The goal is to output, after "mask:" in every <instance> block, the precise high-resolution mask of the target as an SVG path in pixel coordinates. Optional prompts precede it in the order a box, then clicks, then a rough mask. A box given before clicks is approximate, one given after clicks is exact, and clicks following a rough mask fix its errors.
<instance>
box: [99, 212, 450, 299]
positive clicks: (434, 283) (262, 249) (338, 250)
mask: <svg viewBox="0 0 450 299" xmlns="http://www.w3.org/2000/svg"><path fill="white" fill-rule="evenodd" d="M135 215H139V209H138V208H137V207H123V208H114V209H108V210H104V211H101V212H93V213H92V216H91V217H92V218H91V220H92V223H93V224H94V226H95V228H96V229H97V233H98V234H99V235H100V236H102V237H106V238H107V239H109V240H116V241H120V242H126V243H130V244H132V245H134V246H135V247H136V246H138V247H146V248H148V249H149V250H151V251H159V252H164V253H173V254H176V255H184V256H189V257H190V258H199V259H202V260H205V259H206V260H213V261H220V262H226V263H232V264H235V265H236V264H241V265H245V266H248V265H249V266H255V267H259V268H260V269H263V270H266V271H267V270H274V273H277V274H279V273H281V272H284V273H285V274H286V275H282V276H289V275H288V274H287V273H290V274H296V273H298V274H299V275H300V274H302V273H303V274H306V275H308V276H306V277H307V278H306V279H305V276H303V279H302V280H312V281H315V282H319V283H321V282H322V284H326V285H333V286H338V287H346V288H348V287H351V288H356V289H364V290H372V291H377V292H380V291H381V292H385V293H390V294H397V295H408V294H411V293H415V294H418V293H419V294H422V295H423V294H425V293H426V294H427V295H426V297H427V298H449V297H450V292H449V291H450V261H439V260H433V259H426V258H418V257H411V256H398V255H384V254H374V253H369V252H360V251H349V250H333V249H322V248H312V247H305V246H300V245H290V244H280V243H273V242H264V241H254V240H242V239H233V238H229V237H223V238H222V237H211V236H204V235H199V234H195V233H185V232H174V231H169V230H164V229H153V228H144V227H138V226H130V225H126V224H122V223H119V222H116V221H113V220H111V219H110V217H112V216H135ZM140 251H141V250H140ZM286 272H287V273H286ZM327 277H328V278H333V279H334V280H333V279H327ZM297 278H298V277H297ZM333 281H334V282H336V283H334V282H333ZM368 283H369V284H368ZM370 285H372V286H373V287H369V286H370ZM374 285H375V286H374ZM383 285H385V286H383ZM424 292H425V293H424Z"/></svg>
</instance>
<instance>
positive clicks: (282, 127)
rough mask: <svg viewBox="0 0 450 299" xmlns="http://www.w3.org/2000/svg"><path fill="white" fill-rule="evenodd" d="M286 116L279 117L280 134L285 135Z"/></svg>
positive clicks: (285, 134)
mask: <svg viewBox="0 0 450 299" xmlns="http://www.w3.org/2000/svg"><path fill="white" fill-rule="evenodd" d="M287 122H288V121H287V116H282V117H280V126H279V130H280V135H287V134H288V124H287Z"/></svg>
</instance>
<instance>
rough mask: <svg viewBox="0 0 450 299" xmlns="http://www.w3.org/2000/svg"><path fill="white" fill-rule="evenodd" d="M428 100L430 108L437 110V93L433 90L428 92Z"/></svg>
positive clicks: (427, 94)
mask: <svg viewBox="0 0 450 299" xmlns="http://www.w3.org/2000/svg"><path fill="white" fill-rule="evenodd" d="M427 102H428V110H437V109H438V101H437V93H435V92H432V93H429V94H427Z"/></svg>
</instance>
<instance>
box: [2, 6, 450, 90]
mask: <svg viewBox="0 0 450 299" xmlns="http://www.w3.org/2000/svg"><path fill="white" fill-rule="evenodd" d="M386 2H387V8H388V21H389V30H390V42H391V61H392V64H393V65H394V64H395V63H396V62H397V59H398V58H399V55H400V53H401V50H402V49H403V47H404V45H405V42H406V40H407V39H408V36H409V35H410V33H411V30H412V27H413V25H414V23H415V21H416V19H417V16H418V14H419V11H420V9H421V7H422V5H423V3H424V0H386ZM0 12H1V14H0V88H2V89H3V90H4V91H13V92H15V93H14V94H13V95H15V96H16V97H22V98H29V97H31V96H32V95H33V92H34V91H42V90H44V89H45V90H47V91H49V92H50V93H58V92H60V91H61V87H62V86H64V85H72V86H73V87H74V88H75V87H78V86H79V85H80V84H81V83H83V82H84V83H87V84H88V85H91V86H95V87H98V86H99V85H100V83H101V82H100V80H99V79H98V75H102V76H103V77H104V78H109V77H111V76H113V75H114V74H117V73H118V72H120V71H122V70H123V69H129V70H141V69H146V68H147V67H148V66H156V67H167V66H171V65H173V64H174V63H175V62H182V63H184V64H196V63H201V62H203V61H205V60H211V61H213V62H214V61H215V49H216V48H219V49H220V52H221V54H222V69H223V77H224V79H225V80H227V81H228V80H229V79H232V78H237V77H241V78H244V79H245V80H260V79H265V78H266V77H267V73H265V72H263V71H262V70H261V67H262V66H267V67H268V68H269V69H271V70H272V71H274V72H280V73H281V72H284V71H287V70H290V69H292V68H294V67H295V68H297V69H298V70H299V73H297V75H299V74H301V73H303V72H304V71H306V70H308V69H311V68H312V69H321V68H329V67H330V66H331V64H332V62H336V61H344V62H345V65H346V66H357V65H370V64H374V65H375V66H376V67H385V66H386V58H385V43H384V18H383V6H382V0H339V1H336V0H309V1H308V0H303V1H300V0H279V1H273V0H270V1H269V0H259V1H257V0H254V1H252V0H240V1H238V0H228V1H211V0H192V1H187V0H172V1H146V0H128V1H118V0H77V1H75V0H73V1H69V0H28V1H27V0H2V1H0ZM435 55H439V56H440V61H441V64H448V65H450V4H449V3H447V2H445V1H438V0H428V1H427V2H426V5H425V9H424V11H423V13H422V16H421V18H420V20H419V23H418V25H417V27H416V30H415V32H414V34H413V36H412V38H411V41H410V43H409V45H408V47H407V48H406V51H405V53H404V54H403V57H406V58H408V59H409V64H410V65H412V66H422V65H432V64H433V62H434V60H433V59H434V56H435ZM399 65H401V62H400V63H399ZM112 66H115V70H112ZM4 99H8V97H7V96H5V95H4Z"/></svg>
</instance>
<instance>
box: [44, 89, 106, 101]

**YOUR GOAL**
Return every line of the records above that contains the string "rough". Case counts.

**EXERCISE RESULT**
The goal is to output, after "mask:" in every <instance> block, the precise high-resolution mask of the target as an SVG path in pixel coordinates. Optional prompts precede it in the order a box, then clicks, then a rough mask. A box given before clicks is approximate, one given after clicks is exact, and clicks following a rough mask fix its errors.
rough mask: <svg viewBox="0 0 450 299" xmlns="http://www.w3.org/2000/svg"><path fill="white" fill-rule="evenodd" d="M286 116L279 117L280 134L285 135Z"/></svg>
rough mask: <svg viewBox="0 0 450 299" xmlns="http://www.w3.org/2000/svg"><path fill="white" fill-rule="evenodd" d="M428 100L430 108L437 110V93L433 90L428 92Z"/></svg>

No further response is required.